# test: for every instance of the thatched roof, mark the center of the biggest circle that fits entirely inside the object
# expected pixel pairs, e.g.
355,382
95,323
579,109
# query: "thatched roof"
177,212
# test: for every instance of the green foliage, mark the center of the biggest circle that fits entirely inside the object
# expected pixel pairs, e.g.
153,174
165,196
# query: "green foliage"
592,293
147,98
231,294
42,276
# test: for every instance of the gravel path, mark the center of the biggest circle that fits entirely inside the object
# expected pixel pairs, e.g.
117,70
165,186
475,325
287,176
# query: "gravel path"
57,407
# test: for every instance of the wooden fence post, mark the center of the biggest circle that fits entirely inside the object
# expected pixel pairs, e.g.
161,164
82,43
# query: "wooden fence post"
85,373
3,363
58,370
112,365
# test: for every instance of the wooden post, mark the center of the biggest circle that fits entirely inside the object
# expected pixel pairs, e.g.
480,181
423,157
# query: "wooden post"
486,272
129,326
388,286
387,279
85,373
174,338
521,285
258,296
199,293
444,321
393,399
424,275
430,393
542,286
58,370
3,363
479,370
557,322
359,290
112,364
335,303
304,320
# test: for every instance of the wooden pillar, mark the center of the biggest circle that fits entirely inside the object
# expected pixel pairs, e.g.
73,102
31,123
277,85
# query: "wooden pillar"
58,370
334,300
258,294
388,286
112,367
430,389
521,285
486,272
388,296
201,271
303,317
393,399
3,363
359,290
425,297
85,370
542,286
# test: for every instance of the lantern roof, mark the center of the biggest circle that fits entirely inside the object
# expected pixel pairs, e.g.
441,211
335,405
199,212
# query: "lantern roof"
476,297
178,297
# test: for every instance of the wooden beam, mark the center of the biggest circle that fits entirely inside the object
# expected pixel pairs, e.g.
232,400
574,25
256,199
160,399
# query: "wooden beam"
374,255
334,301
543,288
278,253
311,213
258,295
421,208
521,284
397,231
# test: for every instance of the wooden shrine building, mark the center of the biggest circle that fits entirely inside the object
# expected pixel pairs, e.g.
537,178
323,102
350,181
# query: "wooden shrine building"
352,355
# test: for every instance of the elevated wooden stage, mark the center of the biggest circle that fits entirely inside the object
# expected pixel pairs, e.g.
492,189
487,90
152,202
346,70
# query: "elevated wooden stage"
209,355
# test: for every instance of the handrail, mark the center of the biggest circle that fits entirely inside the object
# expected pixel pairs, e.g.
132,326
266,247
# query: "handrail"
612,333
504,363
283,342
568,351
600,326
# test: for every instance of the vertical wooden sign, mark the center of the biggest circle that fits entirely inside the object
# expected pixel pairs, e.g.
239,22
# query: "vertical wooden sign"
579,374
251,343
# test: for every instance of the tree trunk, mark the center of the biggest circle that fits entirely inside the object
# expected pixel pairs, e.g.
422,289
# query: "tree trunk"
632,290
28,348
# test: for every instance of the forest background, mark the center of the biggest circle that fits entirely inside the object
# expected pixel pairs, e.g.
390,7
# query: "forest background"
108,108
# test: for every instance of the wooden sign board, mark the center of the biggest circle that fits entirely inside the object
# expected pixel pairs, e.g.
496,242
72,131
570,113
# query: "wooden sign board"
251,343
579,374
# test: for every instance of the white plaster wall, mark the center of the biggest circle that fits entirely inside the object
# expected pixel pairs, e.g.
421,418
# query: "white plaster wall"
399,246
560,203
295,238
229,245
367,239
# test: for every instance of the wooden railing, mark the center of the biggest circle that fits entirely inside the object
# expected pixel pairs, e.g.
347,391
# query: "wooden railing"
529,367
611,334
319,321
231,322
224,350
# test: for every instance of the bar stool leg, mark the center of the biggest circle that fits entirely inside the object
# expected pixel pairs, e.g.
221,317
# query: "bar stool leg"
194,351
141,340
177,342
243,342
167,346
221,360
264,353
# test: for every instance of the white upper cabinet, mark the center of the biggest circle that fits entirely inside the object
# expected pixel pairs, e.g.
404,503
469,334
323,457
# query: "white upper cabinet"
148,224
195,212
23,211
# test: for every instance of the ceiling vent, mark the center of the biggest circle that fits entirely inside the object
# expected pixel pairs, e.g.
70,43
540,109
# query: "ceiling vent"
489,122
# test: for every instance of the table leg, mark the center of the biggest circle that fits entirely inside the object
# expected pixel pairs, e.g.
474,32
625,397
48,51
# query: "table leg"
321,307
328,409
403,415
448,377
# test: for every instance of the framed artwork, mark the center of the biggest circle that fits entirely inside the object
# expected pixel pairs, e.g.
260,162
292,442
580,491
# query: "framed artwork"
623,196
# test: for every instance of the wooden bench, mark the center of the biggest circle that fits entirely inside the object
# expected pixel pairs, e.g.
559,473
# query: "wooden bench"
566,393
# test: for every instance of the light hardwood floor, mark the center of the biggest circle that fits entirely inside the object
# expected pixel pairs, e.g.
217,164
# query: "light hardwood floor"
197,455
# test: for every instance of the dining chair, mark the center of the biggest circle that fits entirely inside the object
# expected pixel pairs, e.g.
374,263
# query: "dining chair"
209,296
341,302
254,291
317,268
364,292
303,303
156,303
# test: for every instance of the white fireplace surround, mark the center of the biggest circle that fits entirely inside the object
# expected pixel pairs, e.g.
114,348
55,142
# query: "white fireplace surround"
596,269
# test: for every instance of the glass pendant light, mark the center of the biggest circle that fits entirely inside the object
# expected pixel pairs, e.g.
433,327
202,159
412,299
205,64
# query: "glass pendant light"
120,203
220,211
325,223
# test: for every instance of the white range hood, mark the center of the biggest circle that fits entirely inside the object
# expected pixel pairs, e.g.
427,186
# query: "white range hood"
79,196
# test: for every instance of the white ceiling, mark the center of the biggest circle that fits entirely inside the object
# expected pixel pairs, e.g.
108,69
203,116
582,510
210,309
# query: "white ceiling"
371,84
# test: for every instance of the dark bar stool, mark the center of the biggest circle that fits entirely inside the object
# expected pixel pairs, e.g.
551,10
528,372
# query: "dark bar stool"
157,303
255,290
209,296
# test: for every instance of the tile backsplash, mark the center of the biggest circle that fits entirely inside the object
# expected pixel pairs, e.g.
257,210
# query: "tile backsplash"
----
▶ _EXERCISE TASK_: Scale everything from the line containing "# test: for every instance of the white ceiling, mark" down to the final line, reproducing each line, requests included. Multiply only the answer coordinates by 1.9, rounding to whole numbers with halves rounded up, and leave the requests and their sample pairs as they are.

▶ _THE ANSWER_:
# test: for every instance of the white ceiling, mark the center of the biggest circle that fits entirely inside the object
# expected pixel pairs, e.g.
108,69
203,116
582,510
210,309
# query: "white ceiling"
705,160
# test: for every instance of the dark bar stool, mark the center of the biggest circle that fits entirely inside the object
# expected pixel pairs, e.g.
551,10
528,372
# query: "dark bar stool"
298,576
485,551
397,562
# test: for every instance of the tile backsplash, mark the center of the biggest circle that fits entirely inside the object
# expected pixel pairs, e.g.
257,210
# query: "tile backsplash"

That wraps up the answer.